Aim of the exercise: Pick up the passage on encoding spreadsheets for language models after its last sentence, and write what comes next.

Continuing on the theme of “things about spreadsheets that humans like but LLMs don’t” are the 2d matrix format, our repetition of some values (e.g., “Dessert” in my spreadsheet), and that we sometimes scatter useful bits of info at seemingly random places. The researchers found that LLMs, being the language-lovers that they are, much prefer a dictionary-like format. So, the researchers created an inverse index–based translation method that flips a spreadsheet on its head. It uses the values of the cells as the primary keys, not the cell indexes. The dictionary values are lists of cell indexes, so the encoding can easily represent repeated values. My spreadsheet above might look like this:
{
“Food”: A1,
“Category”: B1,
“Rating”: C1,
“Ice cream”: A2,
“Dessert”: B2, B3,
“9”: C2,
...
}
The researchers realized one more way they could better represent the spreadsheet for an LLM. To understand this trick, keep in mind that spreadsheet-aware LLMs don’t actually have to do any computing on their own, because they can produce commands that are executed by the spreadsheet software. In other words, they simply ask the spreadsheet to perform the calculations, just as a human would. Because of this, the LLM doesn’t need to know the specific numeric values of the cells — it just needs to know what format they are (for example, an integer). So the encoding can represent numeric cells — like integers, floating point numbers, percentages, dates, etc. — using some text that describes their format. In my example above, the encoding represents the Rating values in the dictionary format like this: "IntNum: C2:C5"

Excerpted data:
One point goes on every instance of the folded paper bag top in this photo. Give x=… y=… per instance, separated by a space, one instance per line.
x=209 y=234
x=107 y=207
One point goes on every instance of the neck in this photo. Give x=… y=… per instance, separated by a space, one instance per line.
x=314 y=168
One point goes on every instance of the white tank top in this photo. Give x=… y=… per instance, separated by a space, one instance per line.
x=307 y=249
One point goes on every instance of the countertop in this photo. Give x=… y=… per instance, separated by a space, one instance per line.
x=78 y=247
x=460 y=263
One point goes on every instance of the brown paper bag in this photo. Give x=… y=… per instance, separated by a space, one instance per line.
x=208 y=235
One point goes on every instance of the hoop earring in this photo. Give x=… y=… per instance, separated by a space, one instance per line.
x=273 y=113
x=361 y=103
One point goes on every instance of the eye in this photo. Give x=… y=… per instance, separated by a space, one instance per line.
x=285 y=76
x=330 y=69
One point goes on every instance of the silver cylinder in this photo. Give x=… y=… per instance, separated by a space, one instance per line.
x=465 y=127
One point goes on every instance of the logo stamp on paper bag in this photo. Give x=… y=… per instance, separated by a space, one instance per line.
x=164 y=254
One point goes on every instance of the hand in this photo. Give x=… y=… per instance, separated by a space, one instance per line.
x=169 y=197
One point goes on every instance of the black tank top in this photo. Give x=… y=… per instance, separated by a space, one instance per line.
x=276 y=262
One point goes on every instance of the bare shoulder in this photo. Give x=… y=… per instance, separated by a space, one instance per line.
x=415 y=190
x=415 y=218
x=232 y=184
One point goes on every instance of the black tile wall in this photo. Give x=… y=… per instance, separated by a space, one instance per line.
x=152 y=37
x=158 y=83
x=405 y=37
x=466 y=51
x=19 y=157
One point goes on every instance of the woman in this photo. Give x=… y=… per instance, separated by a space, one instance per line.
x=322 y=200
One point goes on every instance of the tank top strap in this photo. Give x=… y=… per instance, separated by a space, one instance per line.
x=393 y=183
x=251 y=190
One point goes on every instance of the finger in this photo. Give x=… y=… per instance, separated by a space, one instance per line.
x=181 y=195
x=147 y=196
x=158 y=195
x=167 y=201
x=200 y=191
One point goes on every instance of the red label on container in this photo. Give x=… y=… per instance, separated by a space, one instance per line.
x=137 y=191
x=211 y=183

Output of the task:
.
Overall, these three tricks reduce the number of tokens needed to represent the spreadsheet by 25x compared to one of the naive encoding methods the researchers considered. They tested their approach on a Spreadsheet QA task, and found that regardless of which base LLM they used (e.g., Llama 3, Mistral 3, GPT-4, etc.), LLMs that use these techniques equalled or outperformed the existing spreadsheet analyzing technique, called TableSense-CNN. The GPT-4 model had the best F1 score on this benchmark, on average scoring 9% higher (76%) than TableSense-CNN (67%).
The researchers also conducted ablation experiments, individually excluding one of their three techniques (anchoring, inverse-index/dictionary encoding, and data type aggregation). While the first two techniques tended to improve the F1 scores with GPT-4, surprisingly, the last technique actually made the F1 scores slightly worse; the best score achieved on their benchmark was 79%, using GPT-4 without aggregation. The researchers hypothesize that this might be because the data types are a bit too abstract for the LLM. Nonetheless, they suggest that the aggregation could be necessary for some models that have a limited context length, since the aggregation reduces the number of tokens the model needs to represent the spreadsheet significantly.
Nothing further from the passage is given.